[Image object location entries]

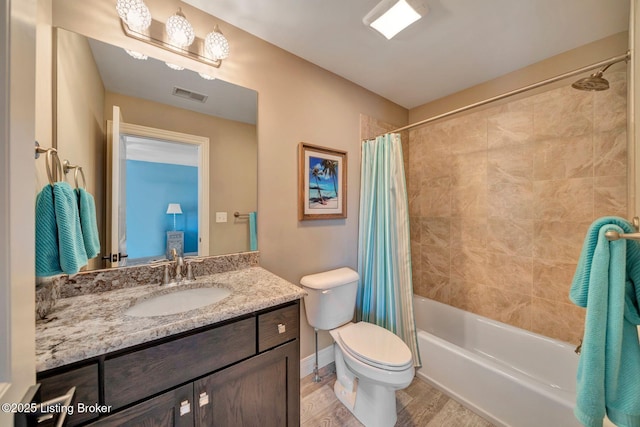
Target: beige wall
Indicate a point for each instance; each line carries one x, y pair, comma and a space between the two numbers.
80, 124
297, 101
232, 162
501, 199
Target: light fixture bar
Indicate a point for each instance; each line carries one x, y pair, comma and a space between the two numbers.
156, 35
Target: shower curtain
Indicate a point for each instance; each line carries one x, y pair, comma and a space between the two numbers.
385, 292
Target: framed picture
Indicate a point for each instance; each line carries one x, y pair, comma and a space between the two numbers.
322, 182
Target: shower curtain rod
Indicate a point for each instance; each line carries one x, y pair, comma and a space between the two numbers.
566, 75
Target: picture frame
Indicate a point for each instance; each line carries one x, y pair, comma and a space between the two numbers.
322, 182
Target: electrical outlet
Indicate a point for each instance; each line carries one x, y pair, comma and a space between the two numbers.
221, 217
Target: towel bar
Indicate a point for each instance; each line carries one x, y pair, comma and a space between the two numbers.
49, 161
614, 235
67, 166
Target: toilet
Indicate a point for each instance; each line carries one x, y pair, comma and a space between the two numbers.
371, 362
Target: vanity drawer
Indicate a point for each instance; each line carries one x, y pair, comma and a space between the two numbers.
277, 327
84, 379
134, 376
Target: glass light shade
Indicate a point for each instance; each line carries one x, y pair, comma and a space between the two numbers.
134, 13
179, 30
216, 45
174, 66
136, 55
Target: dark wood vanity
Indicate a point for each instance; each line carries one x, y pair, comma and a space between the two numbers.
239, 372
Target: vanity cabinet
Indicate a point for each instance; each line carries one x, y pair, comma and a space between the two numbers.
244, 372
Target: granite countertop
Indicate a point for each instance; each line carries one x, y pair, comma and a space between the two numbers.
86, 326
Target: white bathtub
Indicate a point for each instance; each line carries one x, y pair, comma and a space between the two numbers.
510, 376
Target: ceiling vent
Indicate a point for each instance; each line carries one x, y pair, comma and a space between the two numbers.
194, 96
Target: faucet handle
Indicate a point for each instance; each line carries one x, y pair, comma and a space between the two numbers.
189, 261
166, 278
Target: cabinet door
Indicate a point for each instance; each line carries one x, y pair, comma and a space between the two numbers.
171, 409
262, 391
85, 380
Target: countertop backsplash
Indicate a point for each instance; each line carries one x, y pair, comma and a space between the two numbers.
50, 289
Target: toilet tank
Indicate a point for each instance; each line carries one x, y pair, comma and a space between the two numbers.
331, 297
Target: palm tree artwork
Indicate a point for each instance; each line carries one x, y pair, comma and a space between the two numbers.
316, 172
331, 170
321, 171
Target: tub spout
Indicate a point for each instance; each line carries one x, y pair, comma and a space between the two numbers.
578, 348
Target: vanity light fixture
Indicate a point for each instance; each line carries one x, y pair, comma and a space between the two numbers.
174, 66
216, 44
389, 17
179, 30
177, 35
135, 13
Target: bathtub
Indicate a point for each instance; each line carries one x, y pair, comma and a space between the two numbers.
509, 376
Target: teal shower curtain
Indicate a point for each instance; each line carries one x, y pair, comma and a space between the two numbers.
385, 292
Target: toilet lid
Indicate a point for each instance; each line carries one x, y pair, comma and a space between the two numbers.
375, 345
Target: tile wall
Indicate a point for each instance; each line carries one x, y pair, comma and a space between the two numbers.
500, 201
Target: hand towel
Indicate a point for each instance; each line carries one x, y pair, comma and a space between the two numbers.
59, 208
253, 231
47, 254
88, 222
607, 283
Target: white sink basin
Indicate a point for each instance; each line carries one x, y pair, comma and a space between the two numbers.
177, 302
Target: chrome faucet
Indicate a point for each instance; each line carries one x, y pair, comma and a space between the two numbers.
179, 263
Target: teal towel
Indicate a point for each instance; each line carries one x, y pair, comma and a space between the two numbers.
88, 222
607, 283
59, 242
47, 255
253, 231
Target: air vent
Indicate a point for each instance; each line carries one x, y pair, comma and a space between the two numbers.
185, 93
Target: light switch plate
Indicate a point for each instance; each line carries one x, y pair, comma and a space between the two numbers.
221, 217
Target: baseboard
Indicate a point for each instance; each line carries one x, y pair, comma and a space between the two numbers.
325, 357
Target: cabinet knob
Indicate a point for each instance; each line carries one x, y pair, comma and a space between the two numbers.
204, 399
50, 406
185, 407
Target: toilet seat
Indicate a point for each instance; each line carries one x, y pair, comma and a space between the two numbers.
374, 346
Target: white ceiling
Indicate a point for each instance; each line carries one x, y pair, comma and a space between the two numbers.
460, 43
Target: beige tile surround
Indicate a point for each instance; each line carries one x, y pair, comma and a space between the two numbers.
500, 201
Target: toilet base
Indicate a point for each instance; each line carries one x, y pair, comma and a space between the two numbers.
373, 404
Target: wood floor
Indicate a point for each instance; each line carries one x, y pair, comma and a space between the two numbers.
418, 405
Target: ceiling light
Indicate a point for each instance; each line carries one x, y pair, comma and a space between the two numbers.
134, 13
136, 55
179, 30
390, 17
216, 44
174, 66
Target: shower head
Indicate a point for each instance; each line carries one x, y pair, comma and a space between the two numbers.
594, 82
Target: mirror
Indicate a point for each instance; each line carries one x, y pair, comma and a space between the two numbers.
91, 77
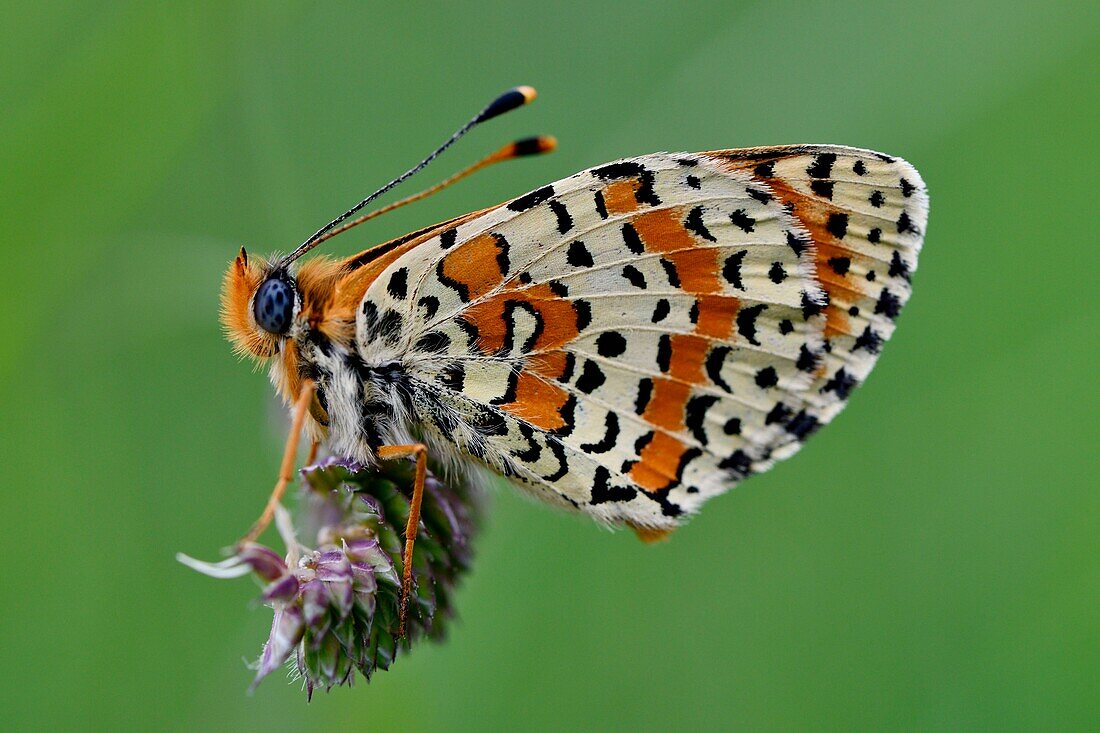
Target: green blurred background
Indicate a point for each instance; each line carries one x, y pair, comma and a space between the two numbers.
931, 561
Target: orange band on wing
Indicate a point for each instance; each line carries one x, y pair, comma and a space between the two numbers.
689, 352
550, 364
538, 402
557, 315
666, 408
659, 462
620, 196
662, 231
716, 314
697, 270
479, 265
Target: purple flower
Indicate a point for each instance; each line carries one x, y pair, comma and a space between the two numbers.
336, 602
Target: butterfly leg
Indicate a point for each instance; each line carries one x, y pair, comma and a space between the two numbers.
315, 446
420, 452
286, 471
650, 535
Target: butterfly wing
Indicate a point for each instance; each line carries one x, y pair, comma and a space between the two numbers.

---

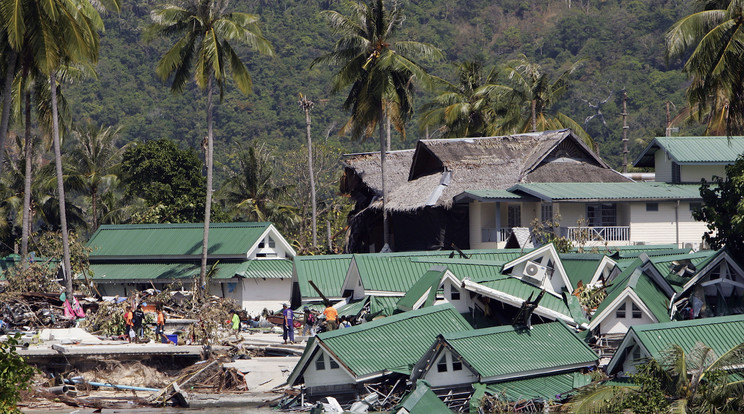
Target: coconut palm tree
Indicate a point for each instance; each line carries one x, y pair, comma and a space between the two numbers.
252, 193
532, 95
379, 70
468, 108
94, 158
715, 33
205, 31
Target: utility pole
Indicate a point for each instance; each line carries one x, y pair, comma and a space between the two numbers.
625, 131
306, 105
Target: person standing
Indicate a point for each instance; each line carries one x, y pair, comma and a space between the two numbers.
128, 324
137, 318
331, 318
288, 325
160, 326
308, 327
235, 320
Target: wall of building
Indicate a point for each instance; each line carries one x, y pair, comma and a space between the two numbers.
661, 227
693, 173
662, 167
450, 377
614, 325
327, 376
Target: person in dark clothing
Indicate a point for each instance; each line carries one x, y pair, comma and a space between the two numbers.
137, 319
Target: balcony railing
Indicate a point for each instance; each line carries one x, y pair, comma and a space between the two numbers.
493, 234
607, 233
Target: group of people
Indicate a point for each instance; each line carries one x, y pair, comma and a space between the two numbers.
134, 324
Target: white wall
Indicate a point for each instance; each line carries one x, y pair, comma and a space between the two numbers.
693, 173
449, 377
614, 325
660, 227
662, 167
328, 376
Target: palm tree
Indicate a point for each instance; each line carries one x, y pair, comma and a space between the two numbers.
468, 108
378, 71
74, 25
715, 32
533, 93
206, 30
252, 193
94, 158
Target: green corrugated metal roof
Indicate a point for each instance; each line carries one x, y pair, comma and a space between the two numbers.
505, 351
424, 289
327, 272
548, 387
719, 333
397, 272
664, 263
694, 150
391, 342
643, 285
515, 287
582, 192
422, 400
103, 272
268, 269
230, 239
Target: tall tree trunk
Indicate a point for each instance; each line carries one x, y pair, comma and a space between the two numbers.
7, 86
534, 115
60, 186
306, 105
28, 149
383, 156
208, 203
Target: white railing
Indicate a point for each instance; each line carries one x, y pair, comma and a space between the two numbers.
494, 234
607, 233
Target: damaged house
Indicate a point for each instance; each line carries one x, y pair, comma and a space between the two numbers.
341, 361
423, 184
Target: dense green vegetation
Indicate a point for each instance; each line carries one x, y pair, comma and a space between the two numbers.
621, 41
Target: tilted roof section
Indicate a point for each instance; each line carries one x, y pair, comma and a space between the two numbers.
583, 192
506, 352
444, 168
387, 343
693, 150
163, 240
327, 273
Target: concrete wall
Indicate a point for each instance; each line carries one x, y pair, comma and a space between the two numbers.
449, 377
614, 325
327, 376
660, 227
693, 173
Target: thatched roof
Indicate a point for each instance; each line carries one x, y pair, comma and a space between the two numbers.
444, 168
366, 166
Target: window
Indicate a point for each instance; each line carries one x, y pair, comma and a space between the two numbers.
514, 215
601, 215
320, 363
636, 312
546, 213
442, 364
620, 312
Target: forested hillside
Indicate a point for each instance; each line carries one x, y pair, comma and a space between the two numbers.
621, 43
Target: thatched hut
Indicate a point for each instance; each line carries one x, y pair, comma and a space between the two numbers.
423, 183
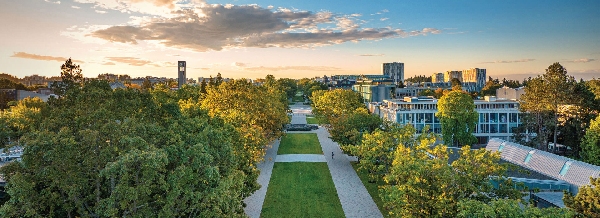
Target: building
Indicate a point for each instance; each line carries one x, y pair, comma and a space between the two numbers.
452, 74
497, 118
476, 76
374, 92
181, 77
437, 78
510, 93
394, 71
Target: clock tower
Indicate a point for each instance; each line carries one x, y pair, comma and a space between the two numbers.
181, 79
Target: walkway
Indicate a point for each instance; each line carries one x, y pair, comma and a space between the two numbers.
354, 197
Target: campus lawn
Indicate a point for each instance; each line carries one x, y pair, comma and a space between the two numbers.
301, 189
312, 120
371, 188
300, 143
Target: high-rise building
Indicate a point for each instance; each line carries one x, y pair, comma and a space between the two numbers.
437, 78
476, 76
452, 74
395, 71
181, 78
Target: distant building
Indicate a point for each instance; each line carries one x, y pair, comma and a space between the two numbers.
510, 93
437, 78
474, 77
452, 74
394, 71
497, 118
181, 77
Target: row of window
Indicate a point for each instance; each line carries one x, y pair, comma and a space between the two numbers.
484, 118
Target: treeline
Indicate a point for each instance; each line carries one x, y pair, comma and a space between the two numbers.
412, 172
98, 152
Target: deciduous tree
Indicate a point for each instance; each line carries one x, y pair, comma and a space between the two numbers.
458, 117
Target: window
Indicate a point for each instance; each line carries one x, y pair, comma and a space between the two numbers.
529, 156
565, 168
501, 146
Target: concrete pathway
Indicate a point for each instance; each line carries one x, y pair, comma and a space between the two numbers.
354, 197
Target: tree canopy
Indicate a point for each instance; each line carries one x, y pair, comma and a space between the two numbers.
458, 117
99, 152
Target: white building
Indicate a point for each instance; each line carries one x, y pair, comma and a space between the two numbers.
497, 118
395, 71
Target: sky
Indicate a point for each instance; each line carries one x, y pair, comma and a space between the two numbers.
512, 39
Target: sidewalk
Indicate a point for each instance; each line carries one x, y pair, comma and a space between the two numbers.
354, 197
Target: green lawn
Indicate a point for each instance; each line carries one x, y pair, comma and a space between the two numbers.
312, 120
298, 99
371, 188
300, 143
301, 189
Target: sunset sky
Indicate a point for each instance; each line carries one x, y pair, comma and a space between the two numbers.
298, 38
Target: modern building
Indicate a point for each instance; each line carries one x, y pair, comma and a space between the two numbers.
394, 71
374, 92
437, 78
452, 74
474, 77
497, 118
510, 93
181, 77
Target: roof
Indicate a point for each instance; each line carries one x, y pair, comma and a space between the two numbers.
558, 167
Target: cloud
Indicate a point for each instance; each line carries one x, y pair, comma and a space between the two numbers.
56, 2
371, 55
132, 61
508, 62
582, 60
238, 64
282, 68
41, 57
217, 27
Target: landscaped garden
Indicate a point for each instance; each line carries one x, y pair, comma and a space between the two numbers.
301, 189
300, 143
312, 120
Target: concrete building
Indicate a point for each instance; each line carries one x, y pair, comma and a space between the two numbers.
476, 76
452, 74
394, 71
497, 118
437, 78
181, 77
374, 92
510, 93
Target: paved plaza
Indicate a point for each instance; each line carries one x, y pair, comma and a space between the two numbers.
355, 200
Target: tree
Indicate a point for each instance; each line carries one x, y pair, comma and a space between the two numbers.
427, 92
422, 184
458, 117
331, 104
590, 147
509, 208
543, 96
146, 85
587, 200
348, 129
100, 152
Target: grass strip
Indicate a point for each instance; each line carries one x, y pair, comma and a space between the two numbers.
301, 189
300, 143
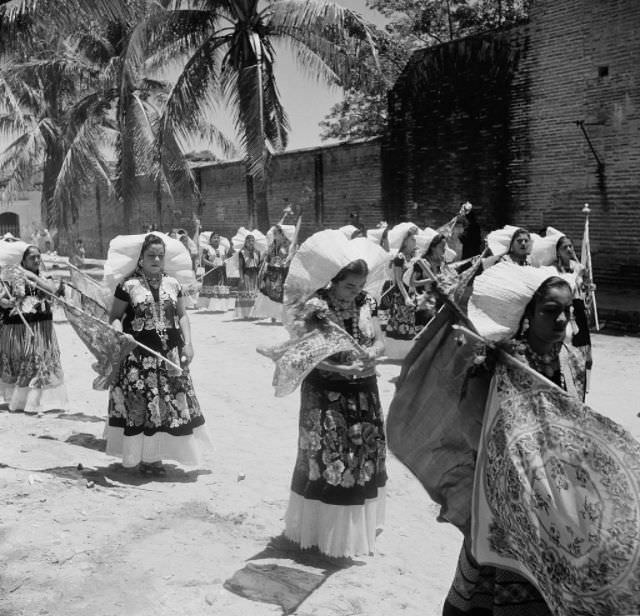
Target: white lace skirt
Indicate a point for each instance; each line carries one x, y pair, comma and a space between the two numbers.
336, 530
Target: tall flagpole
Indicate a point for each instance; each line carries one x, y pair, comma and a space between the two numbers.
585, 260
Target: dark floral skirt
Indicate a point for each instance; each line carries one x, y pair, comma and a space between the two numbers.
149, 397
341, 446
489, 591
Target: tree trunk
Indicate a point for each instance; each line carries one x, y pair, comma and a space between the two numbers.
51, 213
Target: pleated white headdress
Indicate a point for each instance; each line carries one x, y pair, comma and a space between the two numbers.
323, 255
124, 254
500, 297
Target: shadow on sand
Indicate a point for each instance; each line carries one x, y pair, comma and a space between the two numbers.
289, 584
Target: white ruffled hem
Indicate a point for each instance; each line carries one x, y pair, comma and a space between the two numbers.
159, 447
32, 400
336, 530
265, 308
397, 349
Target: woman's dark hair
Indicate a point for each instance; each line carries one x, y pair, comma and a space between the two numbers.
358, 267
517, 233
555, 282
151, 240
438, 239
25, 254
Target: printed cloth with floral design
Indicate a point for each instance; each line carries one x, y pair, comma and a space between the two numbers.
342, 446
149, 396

» THE TASK: Report every line above that contains the string "vanity", copying each one in full.

» RESPONSE TO THE TASK:
Target: vanity drawer
Target: dark wood vanity
Target: vanity cabinet
Target: vanity light fixture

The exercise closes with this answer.